"""
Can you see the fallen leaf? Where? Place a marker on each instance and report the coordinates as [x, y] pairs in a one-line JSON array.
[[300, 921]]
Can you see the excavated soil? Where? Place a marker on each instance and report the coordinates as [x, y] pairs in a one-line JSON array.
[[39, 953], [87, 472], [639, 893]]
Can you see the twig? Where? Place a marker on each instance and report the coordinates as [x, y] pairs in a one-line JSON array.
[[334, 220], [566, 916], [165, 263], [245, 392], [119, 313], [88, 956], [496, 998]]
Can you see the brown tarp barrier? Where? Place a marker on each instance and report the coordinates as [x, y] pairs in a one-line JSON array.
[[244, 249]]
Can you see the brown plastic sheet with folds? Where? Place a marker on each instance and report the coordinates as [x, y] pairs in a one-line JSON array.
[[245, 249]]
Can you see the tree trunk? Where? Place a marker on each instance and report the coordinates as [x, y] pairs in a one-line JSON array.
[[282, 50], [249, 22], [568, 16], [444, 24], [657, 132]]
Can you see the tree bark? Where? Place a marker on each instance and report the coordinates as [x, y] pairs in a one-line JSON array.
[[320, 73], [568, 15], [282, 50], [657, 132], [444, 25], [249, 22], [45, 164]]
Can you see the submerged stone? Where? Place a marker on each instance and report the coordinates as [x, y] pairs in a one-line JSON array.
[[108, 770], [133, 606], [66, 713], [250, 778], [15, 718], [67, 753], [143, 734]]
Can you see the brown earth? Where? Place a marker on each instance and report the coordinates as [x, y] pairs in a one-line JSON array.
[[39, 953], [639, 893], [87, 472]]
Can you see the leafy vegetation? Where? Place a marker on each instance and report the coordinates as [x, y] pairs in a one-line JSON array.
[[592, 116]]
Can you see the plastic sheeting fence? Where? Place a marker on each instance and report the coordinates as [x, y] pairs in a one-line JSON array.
"""
◆ **EXERCISE**: Retype the records in full, keeping every word as it is.

◆ **ANSWER TO THIS PROBLEM**:
Can you see the fallen leaf? Where? Place a marker on each instance and report the coordinates as [x, y] pairs in a one-line JSON array.
[[300, 921]]
Can you see the excavated soil? Where? Place a marker on each instance and report the coordinates as [x, y] pairs in a one-line JSON array.
[[39, 953], [87, 472], [639, 893]]
Can you see the twig? Where? Place a marker on each instance and report the coordinates as [x, y] pairs in a one-line JSON array.
[[334, 220], [566, 916], [165, 263], [245, 392], [119, 313], [88, 956], [496, 998]]
Can you see the brown tarp barrier? Where? Place a marker on each instance and report the coordinates as [x, y] pairs in a one-line JSON array.
[[244, 249]]
Can you see the brown plastic sheet with folds? Where? Place a marker on each instance and report the coordinates as [x, y] pairs in a one-line JSON array.
[[245, 249]]
Can you see the tree trunk? Where? Place a marker on each instance and report the coordinates as [x, y] pairs in a one-line JSON array.
[[282, 50], [249, 22], [568, 16], [444, 24], [657, 132]]
Can you see the tree bark? Where? Place a marker on each instance and report the coordinates as [x, y] pairs in a one-line JSON array.
[[320, 73], [568, 15], [282, 50], [657, 132], [444, 25], [249, 22], [45, 164]]
Can you see the submerged stone? Where? Place a marker on each instance and report the coordinates as [x, y] pairs in a one-line JSON array.
[[108, 770], [133, 606], [66, 713], [250, 778], [15, 718], [67, 753], [143, 734]]
Can you see the brown earth? Where? Place a marker on each instance and report the coordinates as [x, y] pairs in a one-line JSON array.
[[39, 953], [639, 893], [87, 472]]
Can you see the leafy vegetation? Where? Place a marker on each instance and report the coordinates as [x, y] pairs in a one-line JSON array.
[[592, 116]]
Can you see the plastic sheeting fence? Where? Place a marker on each instance and report the coordinates as [x, y] pairs in a one-line JSON array.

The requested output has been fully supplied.